▶ _Requirement_
Continue the article below about the iPhone Xs camera, starting after its final sentence.

▶ _Page text_
··········

Could the new iPhone Xs be a real alternative to a camera?
Is the new iPhone Xs a real alternative to a camera?
At the launch of the phone at the Steve Jobs Theatre in Cupertino, Apple marketing chief Phil Schiller suggested it was, pointing to a cover of Time Magazine that had been shot on an iPhone. This, he said, showed that iPhones were worth their place even in a professional photographer’s bag.
More than that, Schiller said that Apple is at the vanguard of a new era in “computational photography”, where microprocessing power matched with cutting edge software can take a device’s photography power forward beyond the physical limitations of such a tiny piece of glass.
Apple’s updates to its 12-megapixel camera system are impressive.
Both the Xs and Xs Max have two rear 12-megapixel cameras (at 28mm f1.8 and 52mm f2.4) and a 7-megapixel front ‘selfie’ camera. Apple has also slightly increased the size of its sensor, leading to a 30pc increase in the its ‘microns’, from 1.22 to 1.4. Generally speaking, this makes it more capable in low light than iPhones of two or three years ago.
And Apple says that it now has “deeper” pixels of 3.5 microns, compared to 3.1 microns for the last model, leading to a better accommodation of light and dark shades in the same photo.

··········

▶ _Record set_

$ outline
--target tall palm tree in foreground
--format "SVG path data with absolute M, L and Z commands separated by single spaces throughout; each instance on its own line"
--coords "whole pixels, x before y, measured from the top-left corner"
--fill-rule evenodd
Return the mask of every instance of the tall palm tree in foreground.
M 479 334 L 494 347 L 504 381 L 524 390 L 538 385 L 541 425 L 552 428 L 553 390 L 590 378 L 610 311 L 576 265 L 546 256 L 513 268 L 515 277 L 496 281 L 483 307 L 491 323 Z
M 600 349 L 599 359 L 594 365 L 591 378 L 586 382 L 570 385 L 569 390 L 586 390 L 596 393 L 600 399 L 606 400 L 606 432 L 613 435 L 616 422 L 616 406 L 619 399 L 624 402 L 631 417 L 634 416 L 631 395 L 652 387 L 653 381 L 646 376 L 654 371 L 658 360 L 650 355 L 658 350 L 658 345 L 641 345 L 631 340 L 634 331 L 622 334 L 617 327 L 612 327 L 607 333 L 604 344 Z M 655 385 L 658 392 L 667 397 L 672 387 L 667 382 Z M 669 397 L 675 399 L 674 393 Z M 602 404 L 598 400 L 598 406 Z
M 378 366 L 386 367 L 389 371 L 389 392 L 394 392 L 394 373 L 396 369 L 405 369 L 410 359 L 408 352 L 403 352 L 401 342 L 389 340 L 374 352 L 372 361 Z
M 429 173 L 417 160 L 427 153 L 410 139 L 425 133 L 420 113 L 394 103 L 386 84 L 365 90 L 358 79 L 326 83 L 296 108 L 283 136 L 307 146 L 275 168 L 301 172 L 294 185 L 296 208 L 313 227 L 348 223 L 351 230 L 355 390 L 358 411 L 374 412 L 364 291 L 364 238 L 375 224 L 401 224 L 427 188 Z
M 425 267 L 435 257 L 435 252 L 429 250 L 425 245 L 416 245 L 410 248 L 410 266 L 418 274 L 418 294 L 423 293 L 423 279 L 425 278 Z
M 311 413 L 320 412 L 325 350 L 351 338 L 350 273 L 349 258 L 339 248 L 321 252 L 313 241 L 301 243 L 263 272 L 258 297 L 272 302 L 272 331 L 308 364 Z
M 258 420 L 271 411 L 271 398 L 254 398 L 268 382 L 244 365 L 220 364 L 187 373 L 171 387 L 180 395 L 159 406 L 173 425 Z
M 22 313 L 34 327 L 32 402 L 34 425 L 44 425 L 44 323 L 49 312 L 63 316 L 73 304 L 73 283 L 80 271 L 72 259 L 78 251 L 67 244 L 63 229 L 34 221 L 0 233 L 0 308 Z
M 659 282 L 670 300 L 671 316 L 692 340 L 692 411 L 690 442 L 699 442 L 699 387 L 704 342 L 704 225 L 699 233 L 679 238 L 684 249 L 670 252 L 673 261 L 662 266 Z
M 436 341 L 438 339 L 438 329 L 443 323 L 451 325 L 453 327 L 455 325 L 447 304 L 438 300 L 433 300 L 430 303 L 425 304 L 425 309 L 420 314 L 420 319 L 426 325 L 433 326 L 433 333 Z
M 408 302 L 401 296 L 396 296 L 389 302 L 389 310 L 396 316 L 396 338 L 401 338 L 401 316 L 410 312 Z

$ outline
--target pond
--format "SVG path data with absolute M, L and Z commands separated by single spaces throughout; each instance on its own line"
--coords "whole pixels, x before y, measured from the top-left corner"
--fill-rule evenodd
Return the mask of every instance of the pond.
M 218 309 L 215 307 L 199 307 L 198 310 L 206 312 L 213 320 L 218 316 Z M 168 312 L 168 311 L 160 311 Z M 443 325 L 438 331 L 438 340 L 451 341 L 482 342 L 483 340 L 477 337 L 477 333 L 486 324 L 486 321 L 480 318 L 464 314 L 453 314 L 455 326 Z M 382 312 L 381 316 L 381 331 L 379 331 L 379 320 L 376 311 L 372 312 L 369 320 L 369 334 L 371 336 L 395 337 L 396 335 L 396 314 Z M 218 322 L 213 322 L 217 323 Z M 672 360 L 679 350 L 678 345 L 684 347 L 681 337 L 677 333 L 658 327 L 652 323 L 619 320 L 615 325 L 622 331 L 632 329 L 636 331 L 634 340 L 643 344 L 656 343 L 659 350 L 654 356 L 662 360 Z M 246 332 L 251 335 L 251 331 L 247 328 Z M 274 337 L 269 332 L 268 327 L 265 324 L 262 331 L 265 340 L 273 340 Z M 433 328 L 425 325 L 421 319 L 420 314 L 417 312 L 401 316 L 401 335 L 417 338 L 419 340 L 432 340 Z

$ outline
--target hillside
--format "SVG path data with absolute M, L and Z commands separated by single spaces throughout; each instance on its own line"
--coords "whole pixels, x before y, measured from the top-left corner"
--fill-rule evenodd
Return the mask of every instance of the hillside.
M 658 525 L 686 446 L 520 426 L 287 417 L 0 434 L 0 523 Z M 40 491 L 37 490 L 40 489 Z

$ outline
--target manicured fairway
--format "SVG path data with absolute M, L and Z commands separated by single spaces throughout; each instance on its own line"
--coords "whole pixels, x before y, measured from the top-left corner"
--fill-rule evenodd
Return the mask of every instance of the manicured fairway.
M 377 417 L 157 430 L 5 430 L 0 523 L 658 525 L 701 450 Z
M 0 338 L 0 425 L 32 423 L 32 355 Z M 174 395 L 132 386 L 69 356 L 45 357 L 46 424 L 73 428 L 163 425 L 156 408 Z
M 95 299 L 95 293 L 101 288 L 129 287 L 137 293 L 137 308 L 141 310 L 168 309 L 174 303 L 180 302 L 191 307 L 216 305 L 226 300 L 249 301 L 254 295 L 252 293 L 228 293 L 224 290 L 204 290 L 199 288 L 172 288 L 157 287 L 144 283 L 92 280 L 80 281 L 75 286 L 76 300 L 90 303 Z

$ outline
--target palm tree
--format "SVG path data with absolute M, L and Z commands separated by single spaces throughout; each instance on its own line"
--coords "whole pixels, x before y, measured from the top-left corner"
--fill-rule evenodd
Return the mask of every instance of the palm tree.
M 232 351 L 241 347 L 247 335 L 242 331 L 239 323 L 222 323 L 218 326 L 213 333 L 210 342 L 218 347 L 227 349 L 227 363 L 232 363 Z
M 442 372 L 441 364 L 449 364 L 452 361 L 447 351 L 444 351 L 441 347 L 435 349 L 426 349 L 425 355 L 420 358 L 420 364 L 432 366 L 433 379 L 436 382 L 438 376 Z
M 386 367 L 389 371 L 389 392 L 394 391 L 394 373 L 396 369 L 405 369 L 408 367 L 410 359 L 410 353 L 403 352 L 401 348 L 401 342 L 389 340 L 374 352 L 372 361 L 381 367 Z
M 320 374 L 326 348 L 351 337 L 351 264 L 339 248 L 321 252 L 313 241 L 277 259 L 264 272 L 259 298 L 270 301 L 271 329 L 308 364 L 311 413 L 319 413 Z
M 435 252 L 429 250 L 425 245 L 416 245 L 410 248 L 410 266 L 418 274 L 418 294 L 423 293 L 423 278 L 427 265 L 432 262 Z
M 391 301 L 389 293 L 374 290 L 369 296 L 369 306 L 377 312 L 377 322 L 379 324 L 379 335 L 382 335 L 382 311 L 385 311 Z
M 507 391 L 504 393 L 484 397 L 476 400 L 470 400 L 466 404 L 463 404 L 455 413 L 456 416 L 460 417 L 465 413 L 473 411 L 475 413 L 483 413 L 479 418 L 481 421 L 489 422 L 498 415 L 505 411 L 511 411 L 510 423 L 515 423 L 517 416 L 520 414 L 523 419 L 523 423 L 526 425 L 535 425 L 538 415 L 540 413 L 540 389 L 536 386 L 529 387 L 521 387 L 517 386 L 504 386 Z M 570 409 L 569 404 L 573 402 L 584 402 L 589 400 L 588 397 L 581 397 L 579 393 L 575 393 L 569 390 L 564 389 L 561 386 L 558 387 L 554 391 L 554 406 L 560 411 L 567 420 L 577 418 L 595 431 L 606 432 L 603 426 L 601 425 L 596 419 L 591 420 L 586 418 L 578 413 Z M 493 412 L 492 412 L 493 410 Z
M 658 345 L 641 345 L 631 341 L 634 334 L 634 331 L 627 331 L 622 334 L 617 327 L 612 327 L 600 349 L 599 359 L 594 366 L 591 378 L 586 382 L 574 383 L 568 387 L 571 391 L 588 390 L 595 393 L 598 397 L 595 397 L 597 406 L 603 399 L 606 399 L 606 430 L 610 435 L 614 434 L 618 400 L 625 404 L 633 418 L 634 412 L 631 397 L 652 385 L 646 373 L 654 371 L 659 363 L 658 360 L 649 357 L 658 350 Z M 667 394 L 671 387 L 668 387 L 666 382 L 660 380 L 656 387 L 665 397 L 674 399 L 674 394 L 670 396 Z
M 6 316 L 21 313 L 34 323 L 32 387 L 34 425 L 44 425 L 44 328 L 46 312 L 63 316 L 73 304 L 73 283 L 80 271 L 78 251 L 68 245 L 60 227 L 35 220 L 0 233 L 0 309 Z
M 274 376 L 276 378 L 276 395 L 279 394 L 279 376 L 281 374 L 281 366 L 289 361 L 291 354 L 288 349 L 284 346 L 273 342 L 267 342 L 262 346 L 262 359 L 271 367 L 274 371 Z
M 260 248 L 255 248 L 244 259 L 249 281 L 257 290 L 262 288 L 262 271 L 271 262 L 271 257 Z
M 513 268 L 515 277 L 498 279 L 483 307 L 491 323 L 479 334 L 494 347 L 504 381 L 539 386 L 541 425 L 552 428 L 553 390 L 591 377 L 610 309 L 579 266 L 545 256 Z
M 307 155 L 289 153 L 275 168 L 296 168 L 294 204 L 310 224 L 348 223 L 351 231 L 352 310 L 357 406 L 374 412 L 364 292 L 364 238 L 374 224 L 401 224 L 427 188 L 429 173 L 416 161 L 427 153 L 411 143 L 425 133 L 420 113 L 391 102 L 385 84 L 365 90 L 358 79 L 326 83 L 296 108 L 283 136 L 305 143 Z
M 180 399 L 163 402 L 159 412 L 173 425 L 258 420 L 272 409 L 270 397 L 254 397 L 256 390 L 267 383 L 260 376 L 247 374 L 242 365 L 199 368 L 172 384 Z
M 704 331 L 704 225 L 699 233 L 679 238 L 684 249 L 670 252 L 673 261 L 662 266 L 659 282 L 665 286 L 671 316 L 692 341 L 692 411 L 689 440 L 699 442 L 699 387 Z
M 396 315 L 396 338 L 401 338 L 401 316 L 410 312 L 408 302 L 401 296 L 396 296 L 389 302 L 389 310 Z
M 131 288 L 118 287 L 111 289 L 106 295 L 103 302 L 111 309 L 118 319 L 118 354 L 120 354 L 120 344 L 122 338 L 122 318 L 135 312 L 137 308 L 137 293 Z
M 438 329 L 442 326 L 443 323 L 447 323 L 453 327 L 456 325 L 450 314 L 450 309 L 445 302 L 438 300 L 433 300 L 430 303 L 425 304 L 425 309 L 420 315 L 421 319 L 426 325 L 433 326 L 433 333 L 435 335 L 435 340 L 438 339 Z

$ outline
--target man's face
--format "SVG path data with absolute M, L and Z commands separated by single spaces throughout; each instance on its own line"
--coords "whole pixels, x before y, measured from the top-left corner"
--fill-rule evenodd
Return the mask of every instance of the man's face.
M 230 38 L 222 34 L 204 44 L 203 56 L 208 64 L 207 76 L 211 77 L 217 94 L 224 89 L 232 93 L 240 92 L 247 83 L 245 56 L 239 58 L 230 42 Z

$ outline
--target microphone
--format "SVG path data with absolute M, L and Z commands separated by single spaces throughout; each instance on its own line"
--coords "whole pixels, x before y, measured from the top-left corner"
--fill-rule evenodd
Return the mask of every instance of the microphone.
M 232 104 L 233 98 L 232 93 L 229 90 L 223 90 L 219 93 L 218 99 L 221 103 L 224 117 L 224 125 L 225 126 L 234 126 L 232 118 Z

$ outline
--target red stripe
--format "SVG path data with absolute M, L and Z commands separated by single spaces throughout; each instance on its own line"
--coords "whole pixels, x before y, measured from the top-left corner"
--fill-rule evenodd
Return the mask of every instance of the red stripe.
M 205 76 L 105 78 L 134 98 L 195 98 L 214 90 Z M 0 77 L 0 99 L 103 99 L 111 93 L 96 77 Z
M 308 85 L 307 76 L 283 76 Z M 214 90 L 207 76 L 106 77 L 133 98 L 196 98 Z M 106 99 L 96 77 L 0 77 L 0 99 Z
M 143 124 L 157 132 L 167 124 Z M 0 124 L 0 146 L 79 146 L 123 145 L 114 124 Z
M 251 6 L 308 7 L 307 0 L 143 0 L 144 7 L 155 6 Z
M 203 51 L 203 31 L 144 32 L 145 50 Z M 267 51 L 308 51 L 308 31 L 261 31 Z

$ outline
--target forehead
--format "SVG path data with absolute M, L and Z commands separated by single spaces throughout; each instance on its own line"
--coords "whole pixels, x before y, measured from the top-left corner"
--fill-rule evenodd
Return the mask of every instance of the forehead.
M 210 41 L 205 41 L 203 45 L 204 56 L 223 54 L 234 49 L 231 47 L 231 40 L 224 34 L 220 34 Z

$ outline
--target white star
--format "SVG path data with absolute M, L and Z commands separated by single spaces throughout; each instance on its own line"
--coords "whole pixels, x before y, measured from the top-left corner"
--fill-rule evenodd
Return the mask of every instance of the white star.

··········

▶ _Result for this exercise_
But the real upgrade lies in the monster chip Apple has carefully placed under the hood of the iPhone Xs, its so-called A12 ‘Bionic’ processor.
This is an absolute beast. And it’s not just there for games and quick multitasking. Apple’s camera design teams — both hardware and software — have mined it to deliver some very powerful extra capability for the lenses.
For instance, one of the most arresting features on the new iPhone Xs (and Xs Max and Xr models, as they have the same specs and A12 Bionic chip) is the ability to create and alter depth of field or ‘bokeh’ in photos already taken.
In plain English, ’bokeh’ is the pleasing blurriness behind the sharpp main subject of a photo.
It is a common, beloved feature of portrait photographers. But it can only usually be achieved with expensive, large lenses on thousand-euro camera bodies.
Normally, there’s no way that a sensor as small as the iPhone’s should be able to do this. But Apple’s application of ‘computational photography’, backed up by a powerhouse of a new chip, lets it augment photos in multiple ways.
You can see this in the ‘bokeh’ feature. Not only does the iPhone Xs offer selective bokeh on photos, but it lets you adjust the background blur factor after the shot is taken — this is done with a user-friendly slider that appears at the bottom of the photo.
Does it match the creamy bokeh of a professional f1.2 DSLR camera lens? Not quite. But it looks pretty terrific nonetheless.
Another good example of this engine-oomph enhancing matters is in the phone’s high dynamic range photography.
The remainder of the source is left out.